[begin Supplied entries]

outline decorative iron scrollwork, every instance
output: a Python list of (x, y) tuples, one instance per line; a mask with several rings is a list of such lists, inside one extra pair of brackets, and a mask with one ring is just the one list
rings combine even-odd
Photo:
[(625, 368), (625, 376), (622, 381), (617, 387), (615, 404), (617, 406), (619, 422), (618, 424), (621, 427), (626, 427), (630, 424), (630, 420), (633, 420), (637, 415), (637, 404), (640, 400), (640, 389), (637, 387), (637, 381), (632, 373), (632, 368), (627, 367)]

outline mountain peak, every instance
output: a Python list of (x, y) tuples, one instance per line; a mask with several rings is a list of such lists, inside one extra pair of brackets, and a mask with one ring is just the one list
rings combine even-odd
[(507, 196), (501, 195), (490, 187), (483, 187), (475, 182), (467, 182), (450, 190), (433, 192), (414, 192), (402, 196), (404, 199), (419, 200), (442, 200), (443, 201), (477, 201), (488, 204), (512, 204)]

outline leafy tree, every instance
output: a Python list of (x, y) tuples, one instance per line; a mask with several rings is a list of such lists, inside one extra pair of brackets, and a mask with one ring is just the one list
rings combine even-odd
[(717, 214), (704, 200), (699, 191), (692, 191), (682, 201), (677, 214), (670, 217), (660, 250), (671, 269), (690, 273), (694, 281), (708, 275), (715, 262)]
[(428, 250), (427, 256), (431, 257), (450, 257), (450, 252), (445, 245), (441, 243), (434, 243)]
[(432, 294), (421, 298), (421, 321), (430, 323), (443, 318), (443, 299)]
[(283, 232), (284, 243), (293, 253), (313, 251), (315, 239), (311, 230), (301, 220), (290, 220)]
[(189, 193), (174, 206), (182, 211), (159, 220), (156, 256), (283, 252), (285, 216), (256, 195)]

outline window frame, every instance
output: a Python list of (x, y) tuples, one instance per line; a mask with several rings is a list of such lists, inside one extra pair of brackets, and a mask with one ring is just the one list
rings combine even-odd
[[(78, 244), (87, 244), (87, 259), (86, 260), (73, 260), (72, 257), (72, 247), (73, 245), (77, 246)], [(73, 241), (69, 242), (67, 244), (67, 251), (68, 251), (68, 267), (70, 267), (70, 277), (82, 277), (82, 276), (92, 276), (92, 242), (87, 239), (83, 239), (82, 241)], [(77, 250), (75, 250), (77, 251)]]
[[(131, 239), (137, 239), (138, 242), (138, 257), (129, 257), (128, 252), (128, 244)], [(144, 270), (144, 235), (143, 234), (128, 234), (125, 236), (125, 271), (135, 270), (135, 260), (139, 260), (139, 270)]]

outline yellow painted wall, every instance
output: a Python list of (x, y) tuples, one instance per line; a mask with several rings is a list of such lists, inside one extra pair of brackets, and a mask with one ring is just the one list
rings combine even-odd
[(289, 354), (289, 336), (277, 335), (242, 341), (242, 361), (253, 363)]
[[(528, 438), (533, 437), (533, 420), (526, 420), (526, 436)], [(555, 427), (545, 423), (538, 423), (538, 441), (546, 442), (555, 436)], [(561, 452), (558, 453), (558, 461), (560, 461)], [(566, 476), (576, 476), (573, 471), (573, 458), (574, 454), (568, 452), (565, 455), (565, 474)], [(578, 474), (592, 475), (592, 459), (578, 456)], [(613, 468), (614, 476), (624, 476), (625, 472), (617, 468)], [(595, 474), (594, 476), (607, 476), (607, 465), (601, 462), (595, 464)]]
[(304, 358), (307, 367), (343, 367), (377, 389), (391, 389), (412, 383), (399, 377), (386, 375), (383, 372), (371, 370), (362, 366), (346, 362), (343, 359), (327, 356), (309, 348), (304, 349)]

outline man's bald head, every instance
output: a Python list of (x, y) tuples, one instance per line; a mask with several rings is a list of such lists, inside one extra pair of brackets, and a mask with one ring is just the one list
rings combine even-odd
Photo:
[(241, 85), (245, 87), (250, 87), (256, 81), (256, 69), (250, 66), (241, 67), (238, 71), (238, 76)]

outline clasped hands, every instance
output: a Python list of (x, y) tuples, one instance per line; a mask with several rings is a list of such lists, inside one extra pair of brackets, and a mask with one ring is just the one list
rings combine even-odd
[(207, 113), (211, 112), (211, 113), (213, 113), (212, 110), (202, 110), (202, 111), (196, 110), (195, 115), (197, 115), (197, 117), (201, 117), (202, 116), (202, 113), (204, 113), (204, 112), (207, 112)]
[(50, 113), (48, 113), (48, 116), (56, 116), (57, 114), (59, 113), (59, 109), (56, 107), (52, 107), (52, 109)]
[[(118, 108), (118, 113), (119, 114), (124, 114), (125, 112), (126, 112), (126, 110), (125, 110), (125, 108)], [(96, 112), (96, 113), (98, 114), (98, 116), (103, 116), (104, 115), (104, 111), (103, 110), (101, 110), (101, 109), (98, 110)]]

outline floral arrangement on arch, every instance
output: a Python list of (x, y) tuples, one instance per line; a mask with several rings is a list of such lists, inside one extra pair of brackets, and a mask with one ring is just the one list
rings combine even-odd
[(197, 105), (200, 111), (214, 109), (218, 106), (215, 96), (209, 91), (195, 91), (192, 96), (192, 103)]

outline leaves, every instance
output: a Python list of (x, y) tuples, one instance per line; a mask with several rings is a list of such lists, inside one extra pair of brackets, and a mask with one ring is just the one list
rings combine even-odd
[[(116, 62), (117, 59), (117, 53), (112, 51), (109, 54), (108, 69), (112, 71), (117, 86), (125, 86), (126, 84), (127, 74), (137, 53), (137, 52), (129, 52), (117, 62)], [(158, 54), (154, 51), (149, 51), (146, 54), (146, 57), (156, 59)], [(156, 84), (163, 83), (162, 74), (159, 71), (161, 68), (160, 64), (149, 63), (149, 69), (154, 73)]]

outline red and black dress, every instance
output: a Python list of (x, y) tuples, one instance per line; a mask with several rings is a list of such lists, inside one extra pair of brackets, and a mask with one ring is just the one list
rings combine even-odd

[end Supplied entries]

Copy every one of the records above word for word, with no changes.

outline decorative iron scrollwork, every instance
output: a Python list of (x, y) tuples, one instance per line; a mask with several rings is a list of such lists, inside one extra pair of brackets, and a mask with one ring is just the one list
rings combine even-odd
Photo:
[(625, 368), (625, 376), (622, 381), (617, 387), (615, 404), (617, 406), (619, 422), (618, 424), (621, 427), (626, 427), (630, 424), (630, 420), (633, 420), (637, 415), (637, 404), (640, 400), (640, 389), (637, 387), (637, 381), (632, 373), (632, 368), (627, 367)]

outline mountain peak, every instance
output: a Python list of (x, y) tuples, one instance per line; a mask with several rings is a list of such lists, inside one extra pair of brackets, and a mask with one ring is just the one list
rings combine even-odd
[(507, 196), (501, 195), (490, 187), (483, 187), (475, 182), (467, 182), (450, 190), (433, 192), (414, 192), (402, 196), (404, 199), (419, 200), (442, 200), (443, 201), (477, 201), (488, 204), (512, 204)]

outline leafy tree, every instance
output: a Python list of (x, y) tuples, one instance per line; a mask with several rings is a list of such lists, inside one extra pair of brackets, and a mask with one ring is just the one list
rings combine even-odd
[(717, 214), (704, 200), (699, 191), (692, 191), (682, 201), (677, 214), (670, 217), (660, 250), (671, 269), (690, 273), (694, 281), (708, 275), (715, 262)]
[(428, 250), (427, 256), (431, 257), (450, 257), (450, 252), (445, 245), (441, 243), (434, 243)]
[(432, 294), (421, 298), (421, 321), (430, 323), (443, 318), (443, 299)]
[(283, 232), (284, 243), (293, 253), (313, 251), (315, 239), (311, 230), (301, 220), (290, 220)]
[(189, 193), (174, 206), (182, 211), (159, 220), (156, 256), (283, 252), (285, 216), (256, 195)]

outline window frame, every instance
output: a Python list of (x, y) tuples, one instance per line; a mask with several rings is a list of such lists, inside one extra pair of brackets, and a mask with one ring is just the one list
rings combine even-odd
[[(78, 244), (87, 244), (87, 259), (86, 260), (73, 260), (72, 257), (72, 247), (73, 245), (77, 246)], [(73, 241), (69, 242), (67, 244), (67, 251), (68, 251), (68, 267), (70, 267), (70, 277), (82, 277), (82, 276), (92, 276), (92, 242), (87, 239), (83, 239), (82, 241)], [(77, 250), (75, 250), (77, 251)]]
[[(131, 239), (137, 239), (138, 242), (138, 257), (129, 257), (128, 252), (128, 244)], [(144, 270), (144, 235), (143, 234), (128, 234), (125, 236), (125, 271), (135, 270), (135, 260), (139, 260), (139, 270)]]

outline yellow painted wall, every instance
output: a Python list of (x, y) tuples, one instance per line; a mask with several rings is a list of such lists, inside one extra pair of brackets, and a mask with one ring is just the one list
rings combine even-odd
[(289, 354), (289, 336), (277, 335), (242, 341), (242, 361), (253, 363)]
[[(528, 438), (533, 437), (533, 420), (526, 420), (526, 436)], [(555, 427), (545, 423), (538, 423), (538, 441), (546, 442), (555, 436)], [(561, 452), (558, 453), (558, 461), (560, 461)], [(566, 476), (576, 476), (573, 471), (573, 458), (574, 454), (568, 452), (565, 455), (565, 474)], [(578, 474), (592, 475), (592, 459), (578, 456)], [(613, 468), (614, 476), (624, 476), (625, 472), (617, 468)], [(595, 474), (594, 476), (607, 476), (607, 465), (601, 462), (595, 464)]]
[(304, 358), (307, 367), (343, 367), (377, 389), (391, 389), (412, 383), (399, 377), (386, 375), (383, 372), (371, 370), (362, 366), (346, 362), (343, 359), (327, 356), (309, 348), (304, 349)]

outline man's bald head, every instance
output: a Python list of (x, y) tuples, one instance per line; a mask with several rings is a list of such lists, inside one extra pair of brackets, and a mask with one ring is just the one list
rings combine even-odd
Photo:
[(241, 85), (245, 87), (250, 87), (256, 81), (256, 69), (250, 66), (241, 67), (238, 71), (238, 76)]

outline clasped hands, every instance
output: a Python list of (x, y) tuples, one instance per line; a mask with several rings is a list of such lists, inside one extra pair of brackets, and a mask with one ring is just the one list
rings combine even-odd
[(207, 113), (211, 112), (211, 113), (213, 113), (212, 110), (202, 110), (202, 111), (196, 110), (195, 115), (197, 115), (197, 117), (201, 117), (202, 116), (202, 113), (204, 113), (204, 112), (207, 112)]
[(50, 113), (48, 113), (48, 116), (56, 116), (57, 114), (59, 113), (59, 109), (56, 107), (52, 107), (52, 109)]
[[(118, 108), (118, 113), (119, 114), (124, 114), (125, 112), (126, 112), (126, 110), (125, 110), (125, 108)], [(96, 112), (96, 113), (98, 114), (98, 116), (103, 116), (104, 115), (104, 111), (103, 110), (101, 110), (101, 109), (98, 110)]]

outline floral arrangement on arch, every instance
output: a Python list of (x, y) tuples, one instance per line; a mask with several rings is a list of such lists, inside one extra pair of brackets, and a mask with one ring is just the one list
rings combine even-odd
[(197, 105), (200, 111), (214, 109), (218, 106), (215, 96), (209, 91), (195, 91), (192, 96), (192, 103)]

outline leaves, every instance
output: a Python list of (x, y) tuples, one instance per line; a mask with several rings is a list of such lists, inside one extra pair of brackets, and a mask with one ring is just the one list
rings combine even-odd
[[(116, 62), (117, 59), (117, 53), (112, 51), (109, 54), (108, 69), (112, 71), (117, 86), (125, 86), (126, 84), (127, 74), (137, 53), (137, 52), (129, 52), (117, 62)], [(158, 54), (154, 51), (149, 51), (146, 54), (146, 57), (156, 59)], [(156, 84), (163, 83), (162, 74), (159, 71), (161, 68), (160, 64), (149, 63), (149, 69), (154, 73)]]

outline red and black dress, every instance
output: a Python list of (x, y) tuples, one instance per line; a mask with several rings is a list of such lists, inside one extra pair of brackets, and a mask with one ring is just the one list
rings combine even-odd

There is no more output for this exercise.